▸ Exercise description:
Print the whole listing below word for word, leaving out the pictures.

▸ Task input:
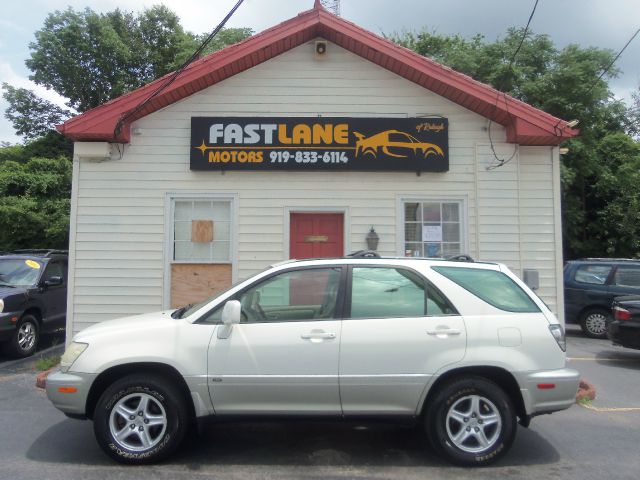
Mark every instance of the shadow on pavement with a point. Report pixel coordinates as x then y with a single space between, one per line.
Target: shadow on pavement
291 443
620 357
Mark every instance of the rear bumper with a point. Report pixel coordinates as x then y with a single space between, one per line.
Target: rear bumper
70 402
548 391
625 333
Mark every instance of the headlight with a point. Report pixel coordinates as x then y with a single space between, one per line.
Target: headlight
71 354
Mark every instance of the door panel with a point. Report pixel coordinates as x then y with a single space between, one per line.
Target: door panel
385 363
399 333
283 356
270 368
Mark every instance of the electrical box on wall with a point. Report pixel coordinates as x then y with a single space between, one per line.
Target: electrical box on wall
531 277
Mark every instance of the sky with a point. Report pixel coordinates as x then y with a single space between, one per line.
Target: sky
598 23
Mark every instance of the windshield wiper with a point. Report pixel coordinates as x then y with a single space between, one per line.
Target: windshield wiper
178 313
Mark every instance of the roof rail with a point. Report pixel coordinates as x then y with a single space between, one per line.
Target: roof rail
461 257
44 252
364 254
597 259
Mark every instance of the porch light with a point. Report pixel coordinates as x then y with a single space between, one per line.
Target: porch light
372 239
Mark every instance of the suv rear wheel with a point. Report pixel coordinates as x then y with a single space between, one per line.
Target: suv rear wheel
471 421
140 419
594 322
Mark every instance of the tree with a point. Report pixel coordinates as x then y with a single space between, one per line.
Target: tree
91 58
565 83
31 116
88 58
34 211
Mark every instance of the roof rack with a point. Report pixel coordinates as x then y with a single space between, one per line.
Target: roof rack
364 254
461 257
44 252
597 259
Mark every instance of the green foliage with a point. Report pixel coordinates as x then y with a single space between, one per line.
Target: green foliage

▸ Written answer:
Mark every instance of the shadow on pavement with a point. Report pixel coordinates as x then y with a single space between, one per line.
Target: shadow on pavement
291 443
620 357
Mark every instance of the rear bumper with a point. Report pixel coordinates as x then y with a single space between, one per line.
Target: rear bumper
70 402
548 391
625 333
Mark every instance of the headlight with a point. Report pixel coordinates as x then y with a single space between, one per line.
Target: headlight
71 354
Mark every instance of the door panel with a point. Report pixel coordinates as x then y with a single space between, one per line.
Target: door panel
385 363
399 333
283 356
270 368
Mark every instance of the electrical box on wall with a point. Report pixel coordinates as x then y with a single space between, one per line.
Target: electrical box on wall
531 277
Mark every instance of the sky with a point. Report pixel coordinates as x then y with a single space between, one per line.
Target: sky
598 23
Mark every instance of the windshield wiper with a point. Report pixel coordinates as x then y with a single space between, one per line.
Target: windshield wiper
178 313
Mark every instance of the roof rail with a point. Report pixel coordinates as x then y with a single space between, one per line.
Target: roof rail
461 257
44 252
364 254
597 259
Mark every instance of the porch light with a point. Report pixel coordinates as x then y with a single space between, one per line.
Target: porch light
372 239
Mark every instance of the suv rear wheel with a point. Report pixel coordinates as x then y with a single space between, one per line.
Target: suv rear wheel
471 421
140 419
594 322
Mark every instance of the tree with a point. Report pixel coordinates as x then y with a single space between, one per line.
Target: tree
91 58
565 83
31 116
88 58
34 211
Mark every instance of the roof rack with a point. Report pixel coordinates as x then y with a single space between, one per line.
Target: roof rack
364 254
461 257
44 252
597 259
Mark every instance of the green foliage with a point. Report pixel coordinates as x then y with a single space between, one per line.
Target: green foliage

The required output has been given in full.